■ **FRAGMENTO CITADO**
====

Las dos muertes de Edgardo Arolas
Fuera de Carlos Gardel, no existe en el tango biografía investigada tantas veces y con el detallismo de la de Eduardo Arolas, también para terminar acumulando documentación sin resolver el enigma. Al contrario del cantor, de quien todavía se discute la nacionalidad, no quedan dudas de que Arolas era porteño, nacido en pleno verano de 1892 en un conventillo de Barracas, barrio donde siguió habitando hasta su viaje sin regreso a Europa, en 1920.
Se han encontrado partidas de nacimiento, boletines escolares y hasta su prontuario policial; también ha sido posible reconstruir una larga agenda profesional que lo muestra alternando temporadas en los mejores cabarets de Buenos Aires y Montevideo, con actuaciones en cafés o pulperías suburbanas y prostíbulos del interior, formando y disolviendo tríos, cuartetos y orquestas numerosas y vinculándose con gente a la que dedicaba tangos maravillosos y luego se peleaba a muerte, como ocurrió con Roberto Firpo, con quien de la excitación de escribir juntos "Fuegos artificiales" pasó al odio de colocar un cartel advirtiendo que no tocaba tangos de ese autor.

====

■ **ENTRADAS DEL CONJUNTO**
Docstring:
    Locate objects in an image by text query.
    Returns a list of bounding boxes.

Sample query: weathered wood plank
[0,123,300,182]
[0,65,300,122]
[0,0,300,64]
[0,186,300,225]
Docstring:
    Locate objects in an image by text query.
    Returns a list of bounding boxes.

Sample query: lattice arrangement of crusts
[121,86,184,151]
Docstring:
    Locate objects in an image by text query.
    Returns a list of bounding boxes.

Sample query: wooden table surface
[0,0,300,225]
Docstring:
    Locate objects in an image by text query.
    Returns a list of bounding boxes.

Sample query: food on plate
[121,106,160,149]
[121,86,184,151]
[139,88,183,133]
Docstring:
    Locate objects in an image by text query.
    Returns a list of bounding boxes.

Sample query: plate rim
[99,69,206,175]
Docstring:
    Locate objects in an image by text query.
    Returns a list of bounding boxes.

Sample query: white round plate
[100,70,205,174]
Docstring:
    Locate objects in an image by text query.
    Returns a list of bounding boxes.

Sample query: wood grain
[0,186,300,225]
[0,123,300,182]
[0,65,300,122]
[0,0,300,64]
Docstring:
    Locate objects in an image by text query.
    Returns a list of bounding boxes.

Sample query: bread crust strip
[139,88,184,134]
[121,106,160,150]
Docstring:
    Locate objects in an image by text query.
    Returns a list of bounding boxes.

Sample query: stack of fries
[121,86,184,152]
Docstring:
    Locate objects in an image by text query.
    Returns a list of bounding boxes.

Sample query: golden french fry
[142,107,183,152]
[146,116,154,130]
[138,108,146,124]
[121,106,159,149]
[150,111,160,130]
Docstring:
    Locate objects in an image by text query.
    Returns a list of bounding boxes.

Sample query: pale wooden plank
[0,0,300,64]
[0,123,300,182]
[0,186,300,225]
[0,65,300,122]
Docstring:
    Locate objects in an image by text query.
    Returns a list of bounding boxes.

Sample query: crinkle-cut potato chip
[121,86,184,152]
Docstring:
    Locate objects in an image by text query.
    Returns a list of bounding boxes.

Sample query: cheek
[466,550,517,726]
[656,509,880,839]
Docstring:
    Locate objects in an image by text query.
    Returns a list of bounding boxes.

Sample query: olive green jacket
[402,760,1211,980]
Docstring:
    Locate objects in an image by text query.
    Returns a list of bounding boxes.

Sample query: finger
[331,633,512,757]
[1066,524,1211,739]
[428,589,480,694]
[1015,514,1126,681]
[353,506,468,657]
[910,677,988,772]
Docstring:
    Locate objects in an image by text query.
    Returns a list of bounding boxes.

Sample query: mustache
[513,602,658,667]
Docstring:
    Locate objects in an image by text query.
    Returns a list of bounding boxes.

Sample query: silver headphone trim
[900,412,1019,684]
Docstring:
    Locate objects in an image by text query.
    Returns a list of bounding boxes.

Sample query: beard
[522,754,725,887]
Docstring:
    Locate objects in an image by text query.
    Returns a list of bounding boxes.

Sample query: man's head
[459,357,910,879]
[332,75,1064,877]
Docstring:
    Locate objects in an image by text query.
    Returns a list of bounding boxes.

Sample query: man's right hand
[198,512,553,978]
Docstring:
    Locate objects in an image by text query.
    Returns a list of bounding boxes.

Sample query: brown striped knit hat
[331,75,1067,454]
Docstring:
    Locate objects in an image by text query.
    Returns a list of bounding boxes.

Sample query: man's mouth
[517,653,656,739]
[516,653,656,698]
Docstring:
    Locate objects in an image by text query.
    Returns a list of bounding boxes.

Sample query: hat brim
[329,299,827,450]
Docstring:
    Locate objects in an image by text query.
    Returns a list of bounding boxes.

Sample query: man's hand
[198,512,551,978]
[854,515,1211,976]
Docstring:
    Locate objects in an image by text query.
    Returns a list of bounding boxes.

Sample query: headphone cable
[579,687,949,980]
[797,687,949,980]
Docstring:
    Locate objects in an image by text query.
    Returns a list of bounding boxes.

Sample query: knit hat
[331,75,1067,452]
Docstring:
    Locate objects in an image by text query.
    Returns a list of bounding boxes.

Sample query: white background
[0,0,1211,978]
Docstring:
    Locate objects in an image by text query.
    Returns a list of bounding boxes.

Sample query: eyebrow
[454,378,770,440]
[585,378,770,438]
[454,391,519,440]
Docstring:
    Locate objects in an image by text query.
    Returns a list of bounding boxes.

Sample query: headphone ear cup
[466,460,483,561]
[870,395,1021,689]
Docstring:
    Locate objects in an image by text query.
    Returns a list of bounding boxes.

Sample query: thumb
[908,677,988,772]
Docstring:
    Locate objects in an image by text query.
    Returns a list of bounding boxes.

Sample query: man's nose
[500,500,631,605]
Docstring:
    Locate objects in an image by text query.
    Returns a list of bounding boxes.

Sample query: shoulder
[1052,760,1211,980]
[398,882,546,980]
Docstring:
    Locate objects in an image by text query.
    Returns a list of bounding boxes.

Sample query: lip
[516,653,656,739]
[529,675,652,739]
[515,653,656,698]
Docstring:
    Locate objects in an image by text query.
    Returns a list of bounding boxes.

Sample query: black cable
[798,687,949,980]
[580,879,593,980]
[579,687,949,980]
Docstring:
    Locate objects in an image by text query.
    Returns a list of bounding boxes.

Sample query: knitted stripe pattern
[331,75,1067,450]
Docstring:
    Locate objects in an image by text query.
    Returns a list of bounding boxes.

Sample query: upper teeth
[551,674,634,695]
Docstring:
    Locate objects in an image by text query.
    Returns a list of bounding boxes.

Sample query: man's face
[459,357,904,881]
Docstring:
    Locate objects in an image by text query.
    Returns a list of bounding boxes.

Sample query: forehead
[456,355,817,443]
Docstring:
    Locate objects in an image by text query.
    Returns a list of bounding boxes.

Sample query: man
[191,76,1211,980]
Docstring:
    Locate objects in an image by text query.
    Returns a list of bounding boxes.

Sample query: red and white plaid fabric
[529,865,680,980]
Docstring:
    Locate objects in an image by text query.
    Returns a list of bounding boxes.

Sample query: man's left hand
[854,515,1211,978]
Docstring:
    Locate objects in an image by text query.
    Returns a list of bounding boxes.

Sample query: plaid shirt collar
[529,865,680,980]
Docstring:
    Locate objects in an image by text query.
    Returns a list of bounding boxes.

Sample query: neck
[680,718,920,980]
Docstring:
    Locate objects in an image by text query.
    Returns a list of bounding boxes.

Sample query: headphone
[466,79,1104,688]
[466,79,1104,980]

====

■ **EJERCICIO A**
Reproduzca con fidelidad el pasaje del fragmento sobre Arolas que comienza en las palabras "Se han encontrado" y concluye tras las palabras "de ese autor.".
■ **EJERCICIO B**
¿En qué se apoya el fragmento sobre Arolas para afirmar que no quedan dudas de que era porteño? Responda en una a tres oraciones.
■ **EJERCICIO C**
Resuma el fragmento sobre Arolas en dos oraciones.

■ **RESPUESTA DEL EJERCICIO A**
Se han encontrado partidas de nacimiento, boletines escolares y hasta su prontuario policial; también ha sido posible reconstruir una larga agenda profesional que lo muestra alternando temporadas en los mejores cabarets de Buenos Aires y Montevideo, con actuaciones en cafés o pulperías suburbanas y prostíbulos del interior, formando y disolviendo tríos, cuartetos y orquestas numerosas y vinculándose con gente a la que dedicaba tangos maravillosos y luego se peleaba a muerte, como ocurrió con Roberto Firpo, con quien de la excitación de escribir juntos "Fuegos artificiales" pasó al odio de colocar un cartel advirtiendo que no tocaba tangos de ese autor.

■ **RESPUESTA DEL EJERCICIO B**
Se apoya en que Arolas nació en pleno verano de 1892 en un conventillo de Barracas. Además, siguió viviendo en ese barrio hasta su viaje sin regreso a Europa, en 1920.

■ **RESPUESTA DEL EJERCICIO C**
Después de la de Carlos Gardel, la biografía de Eduardo Arolas es la más investigada del tango, aunque la documentación acumulada no ha resuelto el enigma. Se han hallado partidas de nacimiento, boletines escolares y su prontuario policial, y se ha reconstruido una larga carrera entre cabarets, cafés, pulperías y prostíbulos, con agrupaciones que formaba y disolvía y relaciones que, como la que tuvo con Roberto Firpo, pasaban de la colaboración al odio.